À FAIRE.
a) Dans le texte sur l'affaire des armes, quel passage s'ouvre sur les mots contenant « L’affaire de vente » et se ferme sur « son texte ! » ? Renvoyez-le à l'identique.
b) Quelles personnes le texte sur l'affaire des armes nomme-t-il ? Énumérez-les toutes.

BLOC DE TEXTE.
L’affaire de vente illicite d’armes d’un montant de 45 milliards F CFA est au-devant de l’actualité sénégalaise. Malgré la sortie du gouvernement pour apporter sa part de vérité des faits, les réactions se succèdent. La dernière est celle du coordonnateur de la plateforme Avenir Sénégal Bi Nu Begg, Docteur Cheikh Tidiane Dièye. Selon lui, à travers un communiqué reçu, ce jeudi 27 octobre, le président Macky Sall doit «démettre les anciens ministres Abdoulaye Diallo et Abdou Karim Sall de toutes leurs fonctions, par mesure conservatoire, en attendant qu’une enquête soit diligentée sur l’affaire du marché de gré à gré du ministère de l’Environnement pour l’achat d’armes de guerre». Voici l’intégralité de son texte !

LIGNES EXTRAITES.
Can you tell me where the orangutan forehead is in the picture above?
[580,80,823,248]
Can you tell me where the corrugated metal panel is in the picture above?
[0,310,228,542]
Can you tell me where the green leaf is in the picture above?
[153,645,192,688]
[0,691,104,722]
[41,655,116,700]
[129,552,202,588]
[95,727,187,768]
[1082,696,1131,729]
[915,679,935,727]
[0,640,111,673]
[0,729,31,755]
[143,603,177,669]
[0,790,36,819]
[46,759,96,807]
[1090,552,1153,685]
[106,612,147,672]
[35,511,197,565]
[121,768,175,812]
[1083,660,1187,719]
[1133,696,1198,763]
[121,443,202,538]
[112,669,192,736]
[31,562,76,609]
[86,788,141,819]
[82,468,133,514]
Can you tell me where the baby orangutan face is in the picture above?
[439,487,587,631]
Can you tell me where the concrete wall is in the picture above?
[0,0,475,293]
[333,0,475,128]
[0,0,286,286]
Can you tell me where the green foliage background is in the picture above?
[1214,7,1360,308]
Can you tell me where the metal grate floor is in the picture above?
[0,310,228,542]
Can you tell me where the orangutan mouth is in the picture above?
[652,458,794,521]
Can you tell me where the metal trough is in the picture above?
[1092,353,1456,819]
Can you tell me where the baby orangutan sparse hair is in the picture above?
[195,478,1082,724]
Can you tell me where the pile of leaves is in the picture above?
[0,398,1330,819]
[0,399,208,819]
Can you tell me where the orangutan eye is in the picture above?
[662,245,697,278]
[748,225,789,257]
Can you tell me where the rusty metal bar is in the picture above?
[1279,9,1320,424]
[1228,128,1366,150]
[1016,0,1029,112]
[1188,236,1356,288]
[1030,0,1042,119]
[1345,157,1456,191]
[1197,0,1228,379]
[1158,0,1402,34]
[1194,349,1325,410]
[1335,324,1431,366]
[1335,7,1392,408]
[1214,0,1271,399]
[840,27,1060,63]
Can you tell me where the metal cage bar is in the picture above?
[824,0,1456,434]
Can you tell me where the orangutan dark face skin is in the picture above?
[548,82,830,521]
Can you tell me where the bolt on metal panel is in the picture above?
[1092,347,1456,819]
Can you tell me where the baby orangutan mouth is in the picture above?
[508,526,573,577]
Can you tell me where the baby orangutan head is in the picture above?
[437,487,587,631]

RÉPONSES DÉTAILLÉES.
a)
L’affaire de vente illicite d’armes d’un montant de 45 milliards F CFA est au-devant de l’actualité sénégalaise. Malgré la sortie du gouvernement pour apporter sa part de vérité des faits, les réactions se succèdent. La dernière est celle du coordonnateur de la plateforme Avenir Sénégal Bi Nu Begg, Docteur Cheikh Tidiane Dièye. Selon lui, à travers un communiqué reçu, ce jeudi 27 octobre, le président Macky Sall doit «démettre les anciens ministres Abdoulaye Diallo et Abdou Karim Sall de toutes leurs fonctions, par mesure conservatoire, en attendant qu’une enquête soit diligentée sur l’affaire du marché de gré à gré du ministère de l’Environnement pour l’achat d’armes de guerre». Voici l’intégralité de son texte !

b)
- Cheikh Tidiane Dièye
- Macky Sall
- Abdoulaye Diallo
- Abdou Karim Sall